(Saved data entries)

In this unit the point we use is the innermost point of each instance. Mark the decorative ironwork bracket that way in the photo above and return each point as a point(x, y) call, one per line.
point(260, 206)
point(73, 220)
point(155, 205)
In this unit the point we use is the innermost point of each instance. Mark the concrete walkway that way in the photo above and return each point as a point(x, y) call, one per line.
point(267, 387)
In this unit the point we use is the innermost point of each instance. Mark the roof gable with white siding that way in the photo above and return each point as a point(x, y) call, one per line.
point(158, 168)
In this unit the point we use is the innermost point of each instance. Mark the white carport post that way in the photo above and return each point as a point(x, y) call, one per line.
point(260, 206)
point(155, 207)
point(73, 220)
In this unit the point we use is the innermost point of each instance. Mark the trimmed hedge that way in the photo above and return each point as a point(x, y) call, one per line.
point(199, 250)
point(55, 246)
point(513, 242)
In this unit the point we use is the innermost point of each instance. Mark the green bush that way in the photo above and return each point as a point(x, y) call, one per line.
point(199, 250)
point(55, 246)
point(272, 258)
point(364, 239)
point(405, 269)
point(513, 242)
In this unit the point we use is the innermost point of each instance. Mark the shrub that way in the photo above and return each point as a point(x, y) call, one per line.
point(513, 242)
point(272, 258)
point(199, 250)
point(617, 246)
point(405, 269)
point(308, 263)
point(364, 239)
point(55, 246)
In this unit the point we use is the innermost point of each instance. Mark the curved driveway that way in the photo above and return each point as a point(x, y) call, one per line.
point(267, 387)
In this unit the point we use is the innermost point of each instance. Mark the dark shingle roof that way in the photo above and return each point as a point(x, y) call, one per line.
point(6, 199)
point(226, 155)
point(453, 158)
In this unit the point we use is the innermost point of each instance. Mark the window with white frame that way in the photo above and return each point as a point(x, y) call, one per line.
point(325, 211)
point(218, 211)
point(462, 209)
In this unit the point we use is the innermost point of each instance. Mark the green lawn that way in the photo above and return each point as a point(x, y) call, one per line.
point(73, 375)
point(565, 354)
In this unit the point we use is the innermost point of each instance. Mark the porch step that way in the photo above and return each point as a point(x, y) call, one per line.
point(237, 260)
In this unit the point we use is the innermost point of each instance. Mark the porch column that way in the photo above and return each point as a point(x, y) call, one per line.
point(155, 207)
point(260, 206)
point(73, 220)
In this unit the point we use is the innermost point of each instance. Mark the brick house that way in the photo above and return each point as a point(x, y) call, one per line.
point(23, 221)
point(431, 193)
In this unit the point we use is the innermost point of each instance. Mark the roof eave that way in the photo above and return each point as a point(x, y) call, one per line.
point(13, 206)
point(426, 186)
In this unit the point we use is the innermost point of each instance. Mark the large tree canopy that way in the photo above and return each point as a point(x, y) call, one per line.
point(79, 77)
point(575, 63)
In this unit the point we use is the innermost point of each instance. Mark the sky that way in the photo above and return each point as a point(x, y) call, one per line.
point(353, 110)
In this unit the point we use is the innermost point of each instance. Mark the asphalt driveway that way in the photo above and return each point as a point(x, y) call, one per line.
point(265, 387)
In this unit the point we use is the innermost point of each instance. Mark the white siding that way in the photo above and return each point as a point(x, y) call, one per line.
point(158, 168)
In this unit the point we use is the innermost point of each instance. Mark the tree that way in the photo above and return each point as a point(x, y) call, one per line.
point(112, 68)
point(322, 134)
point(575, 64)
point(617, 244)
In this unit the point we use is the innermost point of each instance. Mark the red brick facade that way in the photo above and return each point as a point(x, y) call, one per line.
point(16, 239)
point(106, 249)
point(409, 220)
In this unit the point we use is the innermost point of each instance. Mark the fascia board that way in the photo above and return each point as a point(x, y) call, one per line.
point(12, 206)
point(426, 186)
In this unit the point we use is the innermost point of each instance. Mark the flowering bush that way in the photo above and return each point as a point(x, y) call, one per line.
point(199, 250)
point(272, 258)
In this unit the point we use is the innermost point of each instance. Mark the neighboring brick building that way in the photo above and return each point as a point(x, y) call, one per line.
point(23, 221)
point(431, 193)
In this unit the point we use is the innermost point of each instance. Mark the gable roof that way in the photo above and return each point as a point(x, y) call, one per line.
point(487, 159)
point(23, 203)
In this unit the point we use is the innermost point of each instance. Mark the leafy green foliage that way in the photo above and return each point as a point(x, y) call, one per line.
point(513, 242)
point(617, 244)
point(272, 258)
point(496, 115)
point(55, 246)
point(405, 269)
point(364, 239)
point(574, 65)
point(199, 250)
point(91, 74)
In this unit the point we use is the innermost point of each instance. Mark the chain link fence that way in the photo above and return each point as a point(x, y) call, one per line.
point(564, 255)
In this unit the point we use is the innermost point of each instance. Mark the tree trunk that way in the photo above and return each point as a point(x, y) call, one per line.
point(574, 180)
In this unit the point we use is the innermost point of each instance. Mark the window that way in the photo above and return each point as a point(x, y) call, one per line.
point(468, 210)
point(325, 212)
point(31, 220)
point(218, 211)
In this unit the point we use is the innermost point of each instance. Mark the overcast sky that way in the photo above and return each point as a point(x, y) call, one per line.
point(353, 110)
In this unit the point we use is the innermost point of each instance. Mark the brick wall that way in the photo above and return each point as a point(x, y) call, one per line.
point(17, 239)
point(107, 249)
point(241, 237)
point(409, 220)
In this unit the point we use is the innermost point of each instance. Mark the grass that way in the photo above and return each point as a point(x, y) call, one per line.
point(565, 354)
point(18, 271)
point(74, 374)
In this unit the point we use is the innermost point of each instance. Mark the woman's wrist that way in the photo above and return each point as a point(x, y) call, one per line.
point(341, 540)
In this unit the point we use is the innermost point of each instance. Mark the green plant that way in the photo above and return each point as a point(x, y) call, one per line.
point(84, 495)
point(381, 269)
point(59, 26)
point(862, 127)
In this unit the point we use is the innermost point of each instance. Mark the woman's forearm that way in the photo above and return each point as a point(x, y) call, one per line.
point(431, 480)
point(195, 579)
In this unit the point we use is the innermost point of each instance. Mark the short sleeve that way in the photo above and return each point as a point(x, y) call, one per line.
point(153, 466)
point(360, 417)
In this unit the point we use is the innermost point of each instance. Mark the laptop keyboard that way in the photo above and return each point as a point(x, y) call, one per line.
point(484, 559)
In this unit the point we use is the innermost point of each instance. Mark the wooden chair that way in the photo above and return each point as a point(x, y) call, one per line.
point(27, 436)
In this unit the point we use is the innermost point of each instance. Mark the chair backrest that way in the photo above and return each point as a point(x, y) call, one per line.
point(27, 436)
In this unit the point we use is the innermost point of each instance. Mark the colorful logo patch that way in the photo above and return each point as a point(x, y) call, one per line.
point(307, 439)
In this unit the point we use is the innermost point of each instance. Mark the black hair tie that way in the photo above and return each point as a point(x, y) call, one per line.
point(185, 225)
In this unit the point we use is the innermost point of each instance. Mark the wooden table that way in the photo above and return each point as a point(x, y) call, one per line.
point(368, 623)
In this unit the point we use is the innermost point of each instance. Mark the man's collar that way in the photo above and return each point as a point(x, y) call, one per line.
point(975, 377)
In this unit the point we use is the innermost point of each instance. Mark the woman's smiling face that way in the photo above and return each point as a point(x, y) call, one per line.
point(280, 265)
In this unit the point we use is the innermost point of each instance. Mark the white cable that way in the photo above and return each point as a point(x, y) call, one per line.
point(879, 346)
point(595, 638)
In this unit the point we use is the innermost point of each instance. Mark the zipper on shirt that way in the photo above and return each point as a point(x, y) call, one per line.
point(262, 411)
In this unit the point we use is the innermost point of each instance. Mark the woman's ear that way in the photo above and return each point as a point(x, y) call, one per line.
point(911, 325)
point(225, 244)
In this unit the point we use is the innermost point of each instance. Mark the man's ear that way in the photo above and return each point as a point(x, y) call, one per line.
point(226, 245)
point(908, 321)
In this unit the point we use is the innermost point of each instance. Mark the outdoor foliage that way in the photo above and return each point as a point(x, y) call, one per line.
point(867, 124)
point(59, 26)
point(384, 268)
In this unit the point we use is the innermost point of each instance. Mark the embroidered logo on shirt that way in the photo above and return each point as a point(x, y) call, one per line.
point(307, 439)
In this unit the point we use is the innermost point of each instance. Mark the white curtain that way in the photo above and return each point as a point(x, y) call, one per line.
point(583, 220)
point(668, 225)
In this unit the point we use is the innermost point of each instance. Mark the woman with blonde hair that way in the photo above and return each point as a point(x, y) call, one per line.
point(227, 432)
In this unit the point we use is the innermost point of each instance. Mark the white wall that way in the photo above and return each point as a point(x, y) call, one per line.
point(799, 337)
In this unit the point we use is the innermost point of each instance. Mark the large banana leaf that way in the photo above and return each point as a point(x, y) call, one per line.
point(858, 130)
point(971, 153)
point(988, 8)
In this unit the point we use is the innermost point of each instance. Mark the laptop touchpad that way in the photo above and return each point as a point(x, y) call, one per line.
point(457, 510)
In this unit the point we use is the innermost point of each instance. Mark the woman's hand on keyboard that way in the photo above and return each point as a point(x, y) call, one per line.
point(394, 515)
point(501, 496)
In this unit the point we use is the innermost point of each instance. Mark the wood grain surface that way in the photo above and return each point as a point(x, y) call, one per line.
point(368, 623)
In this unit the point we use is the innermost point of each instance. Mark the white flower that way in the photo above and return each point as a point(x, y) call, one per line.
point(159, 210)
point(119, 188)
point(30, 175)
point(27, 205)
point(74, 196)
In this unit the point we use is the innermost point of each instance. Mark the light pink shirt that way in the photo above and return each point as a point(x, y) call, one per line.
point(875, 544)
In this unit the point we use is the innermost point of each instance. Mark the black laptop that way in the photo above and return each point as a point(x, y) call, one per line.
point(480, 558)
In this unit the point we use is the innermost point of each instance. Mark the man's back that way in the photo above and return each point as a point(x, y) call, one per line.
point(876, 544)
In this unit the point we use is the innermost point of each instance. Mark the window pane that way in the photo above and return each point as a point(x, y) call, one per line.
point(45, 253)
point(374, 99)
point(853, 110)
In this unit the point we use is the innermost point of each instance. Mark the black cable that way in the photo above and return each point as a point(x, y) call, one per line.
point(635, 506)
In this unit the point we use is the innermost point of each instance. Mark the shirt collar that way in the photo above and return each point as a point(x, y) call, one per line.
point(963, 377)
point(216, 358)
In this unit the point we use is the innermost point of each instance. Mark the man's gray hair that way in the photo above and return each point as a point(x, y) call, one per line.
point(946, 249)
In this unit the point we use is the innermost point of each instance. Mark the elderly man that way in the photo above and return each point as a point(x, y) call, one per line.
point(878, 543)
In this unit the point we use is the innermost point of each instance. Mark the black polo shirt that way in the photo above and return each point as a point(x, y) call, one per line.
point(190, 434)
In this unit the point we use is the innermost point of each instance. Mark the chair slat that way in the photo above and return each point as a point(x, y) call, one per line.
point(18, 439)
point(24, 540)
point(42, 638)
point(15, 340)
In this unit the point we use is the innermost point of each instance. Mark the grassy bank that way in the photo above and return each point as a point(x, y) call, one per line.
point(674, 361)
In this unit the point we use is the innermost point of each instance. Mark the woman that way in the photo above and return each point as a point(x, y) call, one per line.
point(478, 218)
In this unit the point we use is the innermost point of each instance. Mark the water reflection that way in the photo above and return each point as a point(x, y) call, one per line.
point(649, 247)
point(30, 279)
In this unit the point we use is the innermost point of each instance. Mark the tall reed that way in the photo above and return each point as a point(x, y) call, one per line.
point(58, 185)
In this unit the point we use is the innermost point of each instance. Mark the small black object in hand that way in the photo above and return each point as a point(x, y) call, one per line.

**Your goal:**
Copy word for word the part of the material above that opens with the line containing "the woman's hand" and closes with the line containing "point(216, 358)". Include both of those lines.

**Solution to this problem:**
In this unit the point we use is the innermost point of each instance. Mark the woman's hand on keyboard that way in the photo above and return each point as a point(x, y) call, one per line.
point(394, 515)
point(501, 496)
In this unit the point we use is the innermost point of each instance. Mark the wood grain surface that way in the photo above and return each point as a point(x, y) call, one per line.
point(368, 623)
In this unit the point we use is the innermost point of each instance. Mark the white flower that way in the photo above and return each point as a point(x, y) call, one per line.
point(159, 210)
point(119, 188)
point(30, 175)
point(27, 205)
point(74, 196)
In this unit the point we use is the innermost point of each instance. Mark the light pink shirt that way in the photo above and return each point as a point(x, y) call, one per line.
point(875, 544)
In this unit the point we use is the innermost point of each instance. Mark the black laptop that way in the photo above and return each point as a point(x, y) call, one per line.
point(480, 558)
In this unit the point we use is the innermost point of each instance. Mark the man's back that way in the photo above and return each point as a point(x, y) call, one per line.
point(876, 544)
In this unit the point we use is the innermost point of each instance. Mark the window pane that way in the photo above and return each point as a point(x, y) call, one per line.
point(45, 253)
point(374, 99)
point(853, 110)
In this unit the point we use is the innermost point of each instance. Mark the black cable that way in the photo above and return each point as a point(x, y) call, one per line.
point(635, 506)
In this unit the point we use is the innermost point of each instance. Mark the shirt collar that way in the photo above and return each point as a point(x, y) call, one per line.
point(963, 377)
point(216, 358)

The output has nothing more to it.